- **Directions for this task**:
Copy the data below line for line, with no changes.

- **Entries shown**:
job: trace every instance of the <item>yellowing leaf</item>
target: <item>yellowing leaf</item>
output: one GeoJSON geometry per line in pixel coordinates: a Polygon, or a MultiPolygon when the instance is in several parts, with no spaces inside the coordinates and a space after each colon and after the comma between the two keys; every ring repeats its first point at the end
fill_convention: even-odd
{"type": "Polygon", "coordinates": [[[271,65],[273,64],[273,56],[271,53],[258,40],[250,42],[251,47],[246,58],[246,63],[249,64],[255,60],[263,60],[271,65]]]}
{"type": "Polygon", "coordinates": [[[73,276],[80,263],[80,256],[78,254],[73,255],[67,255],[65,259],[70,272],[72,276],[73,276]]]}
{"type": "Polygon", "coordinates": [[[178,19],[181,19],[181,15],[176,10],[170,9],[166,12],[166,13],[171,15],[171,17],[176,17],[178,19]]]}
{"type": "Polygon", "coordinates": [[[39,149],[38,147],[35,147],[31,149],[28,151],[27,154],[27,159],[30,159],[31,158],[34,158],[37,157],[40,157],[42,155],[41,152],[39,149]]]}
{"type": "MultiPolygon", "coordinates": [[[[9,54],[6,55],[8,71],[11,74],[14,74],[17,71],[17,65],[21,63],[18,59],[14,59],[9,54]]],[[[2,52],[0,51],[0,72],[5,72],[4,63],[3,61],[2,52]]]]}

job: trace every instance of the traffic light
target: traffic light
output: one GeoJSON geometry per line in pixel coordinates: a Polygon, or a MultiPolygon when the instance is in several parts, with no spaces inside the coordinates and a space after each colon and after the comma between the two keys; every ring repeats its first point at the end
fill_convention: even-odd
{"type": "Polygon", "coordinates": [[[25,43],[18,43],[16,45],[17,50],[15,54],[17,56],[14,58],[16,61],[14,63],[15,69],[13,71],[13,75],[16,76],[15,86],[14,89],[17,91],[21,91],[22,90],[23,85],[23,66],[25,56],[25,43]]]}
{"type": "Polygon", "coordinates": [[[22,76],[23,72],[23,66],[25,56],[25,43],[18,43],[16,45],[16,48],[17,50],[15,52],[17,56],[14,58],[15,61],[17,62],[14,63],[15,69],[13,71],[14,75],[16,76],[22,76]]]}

- **Finished answer**:
job: trace every instance of the <item>yellowing leaf</item>
target: <item>yellowing leaf</item>
output: one GeoJSON geometry per line in pixel coordinates: a Polygon, or a MultiPolygon when the instance is in several parts, with no spaces inside the coordinates and a space after each colon and after the comma between the two keys; every ring repeats its first point at the end
fill_convention: even-odd
{"type": "Polygon", "coordinates": [[[271,65],[273,64],[273,56],[271,53],[258,40],[250,42],[251,47],[246,58],[246,63],[249,64],[255,60],[263,60],[271,65]]]}
{"type": "Polygon", "coordinates": [[[73,276],[80,263],[80,256],[78,254],[73,255],[67,255],[65,259],[70,272],[72,276],[73,276]]]}
{"type": "Polygon", "coordinates": [[[178,19],[181,19],[181,15],[176,10],[170,9],[166,12],[166,13],[171,15],[171,17],[176,17],[178,19]]]}
{"type": "Polygon", "coordinates": [[[39,149],[38,147],[35,147],[31,149],[28,151],[27,154],[27,159],[30,159],[31,158],[34,158],[37,157],[40,157],[42,155],[41,152],[39,149]]]}
{"type": "MultiPolygon", "coordinates": [[[[9,54],[6,55],[8,71],[11,74],[14,74],[17,71],[17,65],[21,63],[18,59],[14,59],[9,54]]],[[[2,52],[0,51],[0,72],[5,72],[4,63],[3,61],[2,52]]]]}

job: trace every instance of the traffic light
target: traffic light
output: one GeoJSON geometry per line in pixel coordinates: a Polygon, or a MultiPolygon when the instance is in several parts, with no spaces inside the coordinates and a space after each colon and after the comma between the two keys; every ring repeats its first point at the end
fill_convention: even-odd
{"type": "Polygon", "coordinates": [[[25,43],[18,43],[16,45],[17,50],[15,54],[17,56],[14,58],[16,61],[14,63],[15,69],[13,71],[13,75],[16,76],[15,86],[14,89],[17,91],[21,91],[22,90],[23,85],[23,66],[25,56],[25,43]]]}
{"type": "Polygon", "coordinates": [[[22,76],[23,72],[23,66],[25,56],[25,43],[18,43],[16,45],[16,48],[17,50],[15,52],[17,56],[14,58],[15,61],[17,62],[14,63],[15,69],[13,71],[14,75],[16,76],[22,76]]]}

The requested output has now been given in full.